▶ **EXERCISE**: Look for the string "instance" in the data below, and copy each line that holds it.

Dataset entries
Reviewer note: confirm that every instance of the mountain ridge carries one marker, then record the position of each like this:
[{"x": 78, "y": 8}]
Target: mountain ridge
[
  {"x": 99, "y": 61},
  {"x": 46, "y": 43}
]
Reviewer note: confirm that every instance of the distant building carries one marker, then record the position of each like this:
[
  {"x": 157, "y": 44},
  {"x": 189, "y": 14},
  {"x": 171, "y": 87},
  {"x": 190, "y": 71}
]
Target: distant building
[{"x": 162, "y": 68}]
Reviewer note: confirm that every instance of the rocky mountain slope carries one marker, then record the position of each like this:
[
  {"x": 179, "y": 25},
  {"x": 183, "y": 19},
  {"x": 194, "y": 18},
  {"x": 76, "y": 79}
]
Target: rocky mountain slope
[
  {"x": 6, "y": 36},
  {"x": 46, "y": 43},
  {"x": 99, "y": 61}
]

...

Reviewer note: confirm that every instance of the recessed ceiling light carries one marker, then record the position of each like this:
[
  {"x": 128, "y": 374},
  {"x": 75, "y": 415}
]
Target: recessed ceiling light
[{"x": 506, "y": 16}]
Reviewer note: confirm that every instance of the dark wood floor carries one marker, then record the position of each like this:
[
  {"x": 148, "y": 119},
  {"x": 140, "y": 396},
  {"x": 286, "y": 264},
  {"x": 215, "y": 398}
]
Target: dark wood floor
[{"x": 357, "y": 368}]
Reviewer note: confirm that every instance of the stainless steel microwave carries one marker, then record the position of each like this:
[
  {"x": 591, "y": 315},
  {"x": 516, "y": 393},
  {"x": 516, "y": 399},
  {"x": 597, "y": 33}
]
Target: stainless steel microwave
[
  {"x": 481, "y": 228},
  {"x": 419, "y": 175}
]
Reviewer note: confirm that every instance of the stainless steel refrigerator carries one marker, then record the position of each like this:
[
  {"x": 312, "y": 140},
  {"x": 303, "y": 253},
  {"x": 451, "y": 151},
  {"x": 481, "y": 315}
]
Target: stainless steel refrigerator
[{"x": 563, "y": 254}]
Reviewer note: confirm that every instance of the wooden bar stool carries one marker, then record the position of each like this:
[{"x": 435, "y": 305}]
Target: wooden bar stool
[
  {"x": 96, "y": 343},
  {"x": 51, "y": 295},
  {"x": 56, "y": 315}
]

▶ **SOLUTION TO THIS PROBLEM**:
Reviewer note: confirm that every instance of the mountain ridge carries one marker, then record the position of each like this:
Reviewer note: confirm that every instance of the distant building carries one marker, then record the position of each like this:
Reviewer note: confirm that every instance of the rocky mountain slope carries one marker, then record the position of each like this:
Reviewer note: confirm that every instance of the recessed ceiling light carries one marker, then record the position of each like this:
Reviewer note: confirm that every instance of the dark wood floor carries one marker, then record the position of each like this:
Reviewer note: confirm that every instance of the stainless steel microwave carries one marker, then record the position of each like this:
Reviewer note: confirm that every instance of the stainless steel refrigerator carries one marker, then record the position of each like this:
Reviewer note: confirm that every instance of the wooden bar stool carries one marker, then record the position of each like this:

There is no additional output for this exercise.